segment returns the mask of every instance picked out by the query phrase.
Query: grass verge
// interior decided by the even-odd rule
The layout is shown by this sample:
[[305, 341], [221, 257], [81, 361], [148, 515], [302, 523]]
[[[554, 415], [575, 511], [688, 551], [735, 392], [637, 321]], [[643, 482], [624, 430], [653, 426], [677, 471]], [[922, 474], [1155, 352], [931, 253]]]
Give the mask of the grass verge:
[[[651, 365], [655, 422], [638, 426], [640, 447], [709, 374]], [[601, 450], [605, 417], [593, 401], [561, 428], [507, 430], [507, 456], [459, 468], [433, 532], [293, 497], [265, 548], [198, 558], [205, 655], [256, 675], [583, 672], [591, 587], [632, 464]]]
---*---
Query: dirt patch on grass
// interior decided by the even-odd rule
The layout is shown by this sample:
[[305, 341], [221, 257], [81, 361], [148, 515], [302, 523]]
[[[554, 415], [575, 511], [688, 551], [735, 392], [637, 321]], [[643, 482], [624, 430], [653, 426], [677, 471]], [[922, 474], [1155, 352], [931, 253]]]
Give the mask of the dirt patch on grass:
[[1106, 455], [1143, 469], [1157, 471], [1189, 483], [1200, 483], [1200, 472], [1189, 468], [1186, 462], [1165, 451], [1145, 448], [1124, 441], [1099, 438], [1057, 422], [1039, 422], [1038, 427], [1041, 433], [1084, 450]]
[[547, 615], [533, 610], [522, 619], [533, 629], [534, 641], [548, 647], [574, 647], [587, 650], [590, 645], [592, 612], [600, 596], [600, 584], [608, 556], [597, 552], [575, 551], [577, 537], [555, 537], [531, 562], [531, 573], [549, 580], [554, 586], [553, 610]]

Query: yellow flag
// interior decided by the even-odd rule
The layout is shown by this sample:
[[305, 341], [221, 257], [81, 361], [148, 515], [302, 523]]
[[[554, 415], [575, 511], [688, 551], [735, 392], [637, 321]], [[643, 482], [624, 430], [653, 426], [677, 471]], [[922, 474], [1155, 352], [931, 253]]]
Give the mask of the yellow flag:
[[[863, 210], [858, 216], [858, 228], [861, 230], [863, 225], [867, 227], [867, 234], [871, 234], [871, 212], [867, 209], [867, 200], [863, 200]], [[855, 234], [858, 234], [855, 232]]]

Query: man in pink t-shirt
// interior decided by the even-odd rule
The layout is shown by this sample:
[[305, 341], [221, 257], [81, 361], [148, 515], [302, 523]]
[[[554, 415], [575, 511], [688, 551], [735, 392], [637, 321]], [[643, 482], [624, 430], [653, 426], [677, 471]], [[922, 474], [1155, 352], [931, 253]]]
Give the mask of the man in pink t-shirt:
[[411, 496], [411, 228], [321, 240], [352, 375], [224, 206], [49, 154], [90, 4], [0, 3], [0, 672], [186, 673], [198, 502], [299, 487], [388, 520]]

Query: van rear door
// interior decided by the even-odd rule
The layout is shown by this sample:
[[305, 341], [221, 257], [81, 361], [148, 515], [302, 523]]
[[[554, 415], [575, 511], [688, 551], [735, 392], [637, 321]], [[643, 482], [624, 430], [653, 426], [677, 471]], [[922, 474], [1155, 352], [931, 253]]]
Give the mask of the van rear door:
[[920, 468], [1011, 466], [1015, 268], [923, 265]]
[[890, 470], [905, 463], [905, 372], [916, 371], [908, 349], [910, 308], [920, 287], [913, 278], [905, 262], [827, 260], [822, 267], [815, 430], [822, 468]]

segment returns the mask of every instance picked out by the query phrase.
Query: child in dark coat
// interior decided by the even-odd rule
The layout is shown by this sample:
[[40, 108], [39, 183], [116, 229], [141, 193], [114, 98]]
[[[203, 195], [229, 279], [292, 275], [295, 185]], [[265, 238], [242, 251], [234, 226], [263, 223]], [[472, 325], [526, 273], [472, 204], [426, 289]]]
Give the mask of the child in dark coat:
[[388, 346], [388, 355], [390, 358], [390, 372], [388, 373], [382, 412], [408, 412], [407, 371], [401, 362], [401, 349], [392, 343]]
---*---
Task requirements
Above are records; repeat only the lines starting at the line with "Give the mask of the man" and ending at the line with "204], [426, 289]]]", exactly as they appear, both included.

Exercise result
Give the mask of the man in pink t-shirt:
[[411, 496], [411, 228], [321, 240], [352, 375], [224, 206], [49, 154], [90, 4], [0, 3], [0, 672], [186, 673], [198, 502], [299, 487], [388, 520]]

Query: van rear door
// interior decided by the even-odd rule
The layout is shown by this sample:
[[305, 341], [221, 257], [81, 361], [148, 515], [302, 523]]
[[[554, 415], [575, 511], [688, 551], [735, 392], [637, 321]], [[643, 482], [624, 430], [653, 426], [677, 471]], [[922, 474], [1155, 352], [931, 253]]]
Give the mask of the van rear door:
[[920, 468], [1011, 466], [1015, 268], [923, 265]]
[[890, 470], [905, 463], [905, 372], [916, 371], [908, 349], [910, 308], [920, 287], [913, 278], [905, 262], [827, 260], [822, 267], [815, 430], [822, 468]]

segment returns the mask of every instance picked out by the query phrase.
Query: child in dark coat
// interior decided by the even-odd rule
The layout is shown by this sample:
[[40, 108], [39, 183], [116, 229], [141, 193], [114, 98]]
[[[203, 195], [229, 279], [292, 275], [295, 185]], [[265, 238], [242, 251], [234, 226], [263, 223]], [[472, 325], [526, 273], [472, 204], [426, 289]]]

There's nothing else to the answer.